TASK DIRECTIONS =
The reply should contain every entry exactly as given, with no pictures in it.

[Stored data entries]
========

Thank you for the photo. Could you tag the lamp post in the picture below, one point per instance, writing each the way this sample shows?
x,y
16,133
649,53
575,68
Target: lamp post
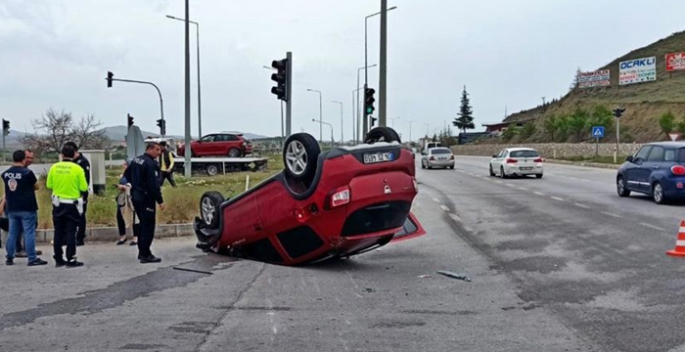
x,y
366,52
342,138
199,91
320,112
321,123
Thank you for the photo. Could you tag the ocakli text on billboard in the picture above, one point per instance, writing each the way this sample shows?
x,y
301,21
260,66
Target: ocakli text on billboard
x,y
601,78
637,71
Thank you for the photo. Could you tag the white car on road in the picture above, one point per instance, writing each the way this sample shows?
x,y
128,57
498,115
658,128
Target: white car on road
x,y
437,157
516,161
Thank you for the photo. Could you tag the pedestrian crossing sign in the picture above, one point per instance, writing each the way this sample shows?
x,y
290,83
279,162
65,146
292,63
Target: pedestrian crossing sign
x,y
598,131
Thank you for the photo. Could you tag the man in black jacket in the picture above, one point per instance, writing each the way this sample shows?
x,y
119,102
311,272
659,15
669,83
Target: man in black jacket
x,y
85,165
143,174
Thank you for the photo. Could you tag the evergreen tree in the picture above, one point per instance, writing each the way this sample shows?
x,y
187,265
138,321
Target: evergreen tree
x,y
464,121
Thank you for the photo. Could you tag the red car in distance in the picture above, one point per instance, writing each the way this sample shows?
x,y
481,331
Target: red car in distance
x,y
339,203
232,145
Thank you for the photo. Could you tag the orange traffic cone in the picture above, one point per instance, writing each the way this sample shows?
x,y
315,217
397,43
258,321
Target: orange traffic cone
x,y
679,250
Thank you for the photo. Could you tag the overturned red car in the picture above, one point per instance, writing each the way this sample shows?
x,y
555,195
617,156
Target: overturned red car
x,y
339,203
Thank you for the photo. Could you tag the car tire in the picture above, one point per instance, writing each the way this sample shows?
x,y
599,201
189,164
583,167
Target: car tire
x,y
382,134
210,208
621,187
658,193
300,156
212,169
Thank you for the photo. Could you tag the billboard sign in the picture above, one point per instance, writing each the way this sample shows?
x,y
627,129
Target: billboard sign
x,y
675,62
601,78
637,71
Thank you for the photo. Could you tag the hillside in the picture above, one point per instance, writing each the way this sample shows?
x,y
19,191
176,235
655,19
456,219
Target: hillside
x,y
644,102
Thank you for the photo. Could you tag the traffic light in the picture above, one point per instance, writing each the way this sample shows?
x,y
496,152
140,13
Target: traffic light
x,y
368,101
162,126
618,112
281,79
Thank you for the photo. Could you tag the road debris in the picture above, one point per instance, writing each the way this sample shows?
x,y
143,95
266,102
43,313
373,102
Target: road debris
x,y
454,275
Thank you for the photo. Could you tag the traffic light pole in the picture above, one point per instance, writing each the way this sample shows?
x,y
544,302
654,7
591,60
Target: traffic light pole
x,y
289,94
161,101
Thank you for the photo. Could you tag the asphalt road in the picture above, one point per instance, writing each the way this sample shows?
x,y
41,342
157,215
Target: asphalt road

========

EXERCISE ANSWER =
Thank you for the photo. Could you tag the lamp post in the picture below, one point per instance, writing each the way this sample shows?
x,y
16,133
649,53
575,68
Target: lamp post
x,y
366,52
342,138
199,91
320,112
321,123
Thank you for the photo. Could you tag the ocakli text on billboard in the picture above, one point per instance, writing each the way this sample shows?
x,y
301,21
260,66
Target: ocakli text on billboard
x,y
601,78
637,71
Thank you for the photo. Could you tag the white car on road in the picture above, one point per instance, writing each the way this sample shows?
x,y
128,57
498,115
658,128
Target: white car on road
x,y
437,157
516,161
Thank you for the photo. Could you tag the pedestrian crossing sign in the picture above, one point per instance, writing each the way this sample shows?
x,y
290,83
279,162
65,146
292,63
Target: pedestrian crossing sign
x,y
598,131
Thank you for the photo. Could you tag the man in black jacket in the picture above, one point per instance, writing each the way this sample shows?
x,y
119,102
311,272
659,15
669,83
Target: man in black jacket
x,y
85,165
143,174
Thank you for the photo. Could you tag the evergreen tree in the picture above, one point per instance, writing each the way this sample shows?
x,y
187,265
138,321
Target: evergreen tree
x,y
464,121
Thank you for the photo. Could you tag the red car in distance in the picture above, one point per instance, writing each the way this sample shows?
x,y
481,331
Target: red car in distance
x,y
339,203
232,145
Thank you for the photo. Could you tag the orange traffic cone in the picture above, one point per instance, writing each the way this sample shows?
x,y
315,217
397,43
258,321
Target: orange traffic cone
x,y
679,250
Thank you for the photo. Could you tag the overturned red car in the picture above, one point per instance, writing each the way this sample shows?
x,y
555,195
617,156
Target: overturned red car
x,y
339,203
Thank you for the photo. Could you tag the car tire in the picture above, one point per instance, writing each the way this sample shows?
x,y
599,201
189,164
583,167
Target: car tire
x,y
382,134
210,208
621,187
658,193
300,156
212,169
Thank you for the photo. Could you tag the billboard sign in the picture above, one point per instance, writing each the way this sample shows?
x,y
627,129
Target: billboard sign
x,y
675,62
601,78
637,71
Thank you for the photo. Could you tag the hillside in the picture above, one point per instance, writing each the way this sample shows?
x,y
19,191
176,235
655,19
456,219
Target: hillside
x,y
644,102
Thank you for the photo. Could you tag the traffic light in the picture above, one point per instance, writing each the way this sample shows?
x,y
496,152
140,13
Target: traffic light
x,y
368,101
162,126
618,112
281,79
Thank you for the photo. Could you tag the road debris in the picture above, one point per instance, writing each the way this sample shows?
x,y
143,95
266,102
43,313
373,102
Target: road debris
x,y
454,275
Thank you for the photo. Could you tag the traffic light pole in the picture above, one point per instance, writing each the way this sample shows?
x,y
544,302
654,7
591,60
Target: traffic light pole
x,y
289,94
161,101
Thank you for the photo. Could you tag the asphalt road in the picture above, one point per instance, writing each the way this sample shows?
x,y
41,342
157,215
Target: asphalt road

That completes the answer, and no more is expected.